| Document excerpt |

Five year old boy died after being sent home from hospital

Leonie Millard
Leonie Millard

Published: December 2nd, 2022

7 min read

Yusuf Mahmud Nazir passed away in November 2022 when he was wrongly sent home from Rotherham General Hospital with "the worst case of tonsilitis" that the treating doctor had ever seen. Yusuf and his uncle were told that there were no beds and not enough doctors at the hospital, so they could not admit him. When Yusuf returned home, his throat infection got worse. He was eventually taken to Sheffield Children's Hospital by ambulance, but tragically it was too late to save the five year old's life.

The infection had spread to Yusuf's lungs and caused multiple organ failure and numerous cardiac arrests. He died of pneumonia on 21 November 2022. The chief executive of Rotherham General Hospital, Dr Richard Jenkins, has met with Yusuf's family and apologised, acknowledging that mistakes were made.

Since Yusuf's death, the hospital has brought in another paediatric doctor to work in the Accident and Emergency department, in an attempt to cut the waiting times and provide more resources for children at the hospital. On the evening that Yusuf was examined at Rotherham General Hospital, there were 93 children in A&E and one doctor.

| Data section |
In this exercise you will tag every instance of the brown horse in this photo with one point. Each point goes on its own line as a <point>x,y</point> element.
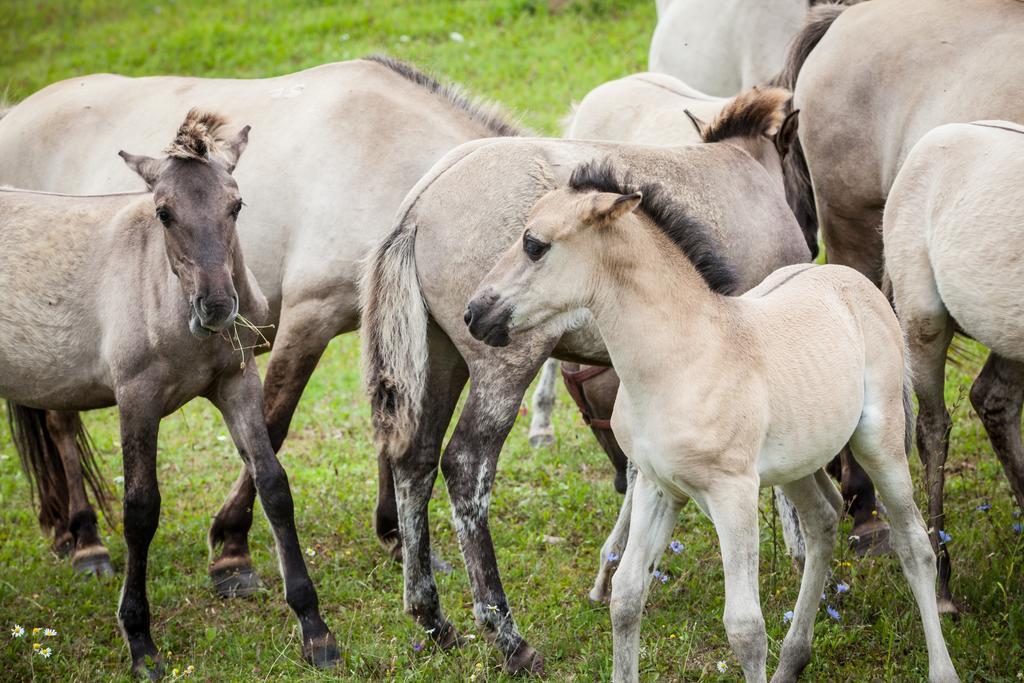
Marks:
<point>130,300</point>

| What to work on |
**A)** Write out the part of the article on Yusuf Mahmud Nazir's death that starts at the words "Yusuf Mahmud Nazir" and ends after the words "year old's life.".
**B)** In the article on Yusuf Mahmud Nazir's death, how many children and how many doctors were in A&E on the evening he was examined at Rotherham General Hospital?
**C)** Continue the article on Yusuf Mahmud Nazir's death from its last sentence.

| Outputs in order |
**A)**
Yusuf Mahmud Nazir passed away in November 2022 when he was wrongly sent home from Rotherham General Hospital with "the worst case of tonsilitis" that the treating doctor had ever seen. Yusuf and his uncle were told that there were no beds and not enough doctors at the hospital, so they could not admit him. When Yusuf returned home, his throat infection got worse. He was eventually taken to Sheffield Children's Hospital by ambulance, but tragically it was too late to save the five year old's life.

**B)** There were 93 children and one doctor.

**C)**
Yusuf first complained of a sore throat on 13 November 2022, when he was taken to the GP. The GP prescribed antibiotics, but these did not improve his condition. The next day, Yusuf's parents drove him to Rotherham General Hospital's emergency department, when he was initially examined and informed that he could not be admitted due to a lack of available beds and doctors.

On 18 November 2022, Yusuf was unable to speak, eat or drink, and was taken by ambulance to Sheffield Children's Hospital. He was given intravenous antibiotics, but sadly his condition deteriorated and he could not be saved.

Investigation

Dr Jenkins, Rotherham General Hospital's chief executive, has confirmed that a "thorough and independently conducted investigation" will take place as soon as possible, in order to identify the areas of failure that contributed to Yusuf's death. Hospital executives are liaising with NHS England in order to identify a suitable team of independent investigators from outside the South Yorkshire area.

However, Yusuf's family are not satisfied with this response, stating that their wish is for the investigation to be conducted by a body completely external to the NHS. At the time of writing, the family are in talks with the NHS putting forward their arguments for this, but it is unclear as to whether or not this will be accommodated.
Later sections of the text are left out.